**Problem**
Write out again, word for word, everything from the first of the lines below down to the line containing "<point>436,230</point>", with both of those lines included.

[START Materials provided]

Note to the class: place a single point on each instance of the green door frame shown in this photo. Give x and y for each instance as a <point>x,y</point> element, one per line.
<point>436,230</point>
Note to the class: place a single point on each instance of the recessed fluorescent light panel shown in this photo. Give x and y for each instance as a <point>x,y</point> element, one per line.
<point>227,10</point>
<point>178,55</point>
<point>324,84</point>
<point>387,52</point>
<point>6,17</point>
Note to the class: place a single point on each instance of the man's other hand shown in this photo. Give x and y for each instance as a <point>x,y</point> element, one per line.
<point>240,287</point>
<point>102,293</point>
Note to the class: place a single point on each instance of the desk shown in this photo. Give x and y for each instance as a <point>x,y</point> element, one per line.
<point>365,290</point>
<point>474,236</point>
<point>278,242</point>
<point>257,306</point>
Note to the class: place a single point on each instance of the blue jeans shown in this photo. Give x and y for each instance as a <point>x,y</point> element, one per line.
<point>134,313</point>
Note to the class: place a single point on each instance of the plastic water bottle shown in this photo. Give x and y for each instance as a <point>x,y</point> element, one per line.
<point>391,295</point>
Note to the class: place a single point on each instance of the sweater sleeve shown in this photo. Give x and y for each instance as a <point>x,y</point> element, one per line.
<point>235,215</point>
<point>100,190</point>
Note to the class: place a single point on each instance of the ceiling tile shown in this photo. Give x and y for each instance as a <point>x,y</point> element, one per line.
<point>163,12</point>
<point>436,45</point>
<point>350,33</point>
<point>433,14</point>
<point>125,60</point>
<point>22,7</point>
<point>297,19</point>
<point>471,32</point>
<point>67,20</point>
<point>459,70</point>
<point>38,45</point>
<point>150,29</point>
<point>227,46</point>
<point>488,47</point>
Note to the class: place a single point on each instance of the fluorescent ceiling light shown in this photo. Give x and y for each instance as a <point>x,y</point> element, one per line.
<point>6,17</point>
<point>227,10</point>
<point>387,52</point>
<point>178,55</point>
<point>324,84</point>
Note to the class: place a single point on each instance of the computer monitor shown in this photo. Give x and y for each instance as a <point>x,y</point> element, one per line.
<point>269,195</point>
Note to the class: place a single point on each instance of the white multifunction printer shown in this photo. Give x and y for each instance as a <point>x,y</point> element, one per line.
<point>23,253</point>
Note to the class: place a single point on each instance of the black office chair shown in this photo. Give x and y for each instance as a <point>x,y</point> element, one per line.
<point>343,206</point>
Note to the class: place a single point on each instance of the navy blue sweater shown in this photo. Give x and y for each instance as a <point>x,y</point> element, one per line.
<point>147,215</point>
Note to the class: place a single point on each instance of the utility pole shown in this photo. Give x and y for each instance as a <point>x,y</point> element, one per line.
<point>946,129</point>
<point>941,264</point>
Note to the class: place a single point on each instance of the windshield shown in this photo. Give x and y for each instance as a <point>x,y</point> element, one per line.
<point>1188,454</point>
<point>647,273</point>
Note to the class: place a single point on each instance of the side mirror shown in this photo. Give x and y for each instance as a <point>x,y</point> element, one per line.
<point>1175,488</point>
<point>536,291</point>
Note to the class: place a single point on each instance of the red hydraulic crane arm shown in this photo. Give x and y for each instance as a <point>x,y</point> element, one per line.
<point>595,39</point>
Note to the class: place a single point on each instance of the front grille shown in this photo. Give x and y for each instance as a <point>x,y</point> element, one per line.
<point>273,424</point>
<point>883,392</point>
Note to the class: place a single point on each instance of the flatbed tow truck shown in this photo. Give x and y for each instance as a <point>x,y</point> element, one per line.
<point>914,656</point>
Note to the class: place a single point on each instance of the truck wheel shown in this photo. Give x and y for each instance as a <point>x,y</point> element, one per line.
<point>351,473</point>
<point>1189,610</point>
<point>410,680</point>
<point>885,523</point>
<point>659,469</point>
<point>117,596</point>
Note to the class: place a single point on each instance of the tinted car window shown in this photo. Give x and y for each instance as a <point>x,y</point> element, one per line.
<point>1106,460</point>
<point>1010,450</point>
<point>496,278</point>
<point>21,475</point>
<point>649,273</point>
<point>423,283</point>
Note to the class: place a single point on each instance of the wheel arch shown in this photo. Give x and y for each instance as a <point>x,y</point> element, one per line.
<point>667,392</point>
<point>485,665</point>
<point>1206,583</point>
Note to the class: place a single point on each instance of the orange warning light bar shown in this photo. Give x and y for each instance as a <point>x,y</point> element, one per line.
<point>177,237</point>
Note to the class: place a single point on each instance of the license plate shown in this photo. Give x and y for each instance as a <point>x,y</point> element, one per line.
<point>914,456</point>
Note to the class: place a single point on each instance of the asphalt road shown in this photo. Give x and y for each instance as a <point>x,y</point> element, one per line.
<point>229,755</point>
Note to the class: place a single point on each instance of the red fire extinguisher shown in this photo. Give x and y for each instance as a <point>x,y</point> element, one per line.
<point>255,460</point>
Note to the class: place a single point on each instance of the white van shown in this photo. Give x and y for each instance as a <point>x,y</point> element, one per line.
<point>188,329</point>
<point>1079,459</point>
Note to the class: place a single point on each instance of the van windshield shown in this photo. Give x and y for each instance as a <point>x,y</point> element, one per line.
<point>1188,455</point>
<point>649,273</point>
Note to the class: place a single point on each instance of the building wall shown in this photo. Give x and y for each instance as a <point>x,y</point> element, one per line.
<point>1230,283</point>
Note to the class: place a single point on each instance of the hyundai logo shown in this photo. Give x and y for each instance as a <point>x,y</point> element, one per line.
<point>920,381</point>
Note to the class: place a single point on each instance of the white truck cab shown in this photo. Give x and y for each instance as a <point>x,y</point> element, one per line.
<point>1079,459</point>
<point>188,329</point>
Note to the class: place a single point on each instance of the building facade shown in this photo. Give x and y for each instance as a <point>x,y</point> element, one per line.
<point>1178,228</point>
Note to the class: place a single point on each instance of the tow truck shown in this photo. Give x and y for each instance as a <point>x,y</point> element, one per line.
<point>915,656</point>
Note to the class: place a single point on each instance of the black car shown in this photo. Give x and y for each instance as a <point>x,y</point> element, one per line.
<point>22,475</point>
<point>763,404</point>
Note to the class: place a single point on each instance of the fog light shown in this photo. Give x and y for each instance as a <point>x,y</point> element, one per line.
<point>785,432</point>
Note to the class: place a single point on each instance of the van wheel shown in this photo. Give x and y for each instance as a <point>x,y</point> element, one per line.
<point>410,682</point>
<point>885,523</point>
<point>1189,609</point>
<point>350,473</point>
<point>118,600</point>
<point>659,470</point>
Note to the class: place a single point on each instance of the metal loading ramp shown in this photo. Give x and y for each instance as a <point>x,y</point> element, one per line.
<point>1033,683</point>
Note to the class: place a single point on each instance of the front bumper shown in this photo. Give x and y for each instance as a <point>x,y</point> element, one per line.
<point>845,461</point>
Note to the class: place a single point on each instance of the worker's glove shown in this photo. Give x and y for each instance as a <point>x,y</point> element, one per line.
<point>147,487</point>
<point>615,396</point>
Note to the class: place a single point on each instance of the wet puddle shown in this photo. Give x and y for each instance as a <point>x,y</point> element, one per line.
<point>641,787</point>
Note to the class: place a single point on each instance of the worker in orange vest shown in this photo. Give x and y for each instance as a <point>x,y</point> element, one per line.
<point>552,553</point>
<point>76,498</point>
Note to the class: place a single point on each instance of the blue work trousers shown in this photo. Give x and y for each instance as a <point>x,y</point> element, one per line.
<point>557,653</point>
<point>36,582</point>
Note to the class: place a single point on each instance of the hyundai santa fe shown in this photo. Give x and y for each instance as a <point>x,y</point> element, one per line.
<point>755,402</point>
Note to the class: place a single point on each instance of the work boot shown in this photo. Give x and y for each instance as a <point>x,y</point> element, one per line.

[END Materials provided]

**Exercise output**
Note to the class: place a single point on each instance of the green door frame shown in this photo. Give x and y for each instance as a <point>x,y</point> element, one per line.
<point>436,230</point>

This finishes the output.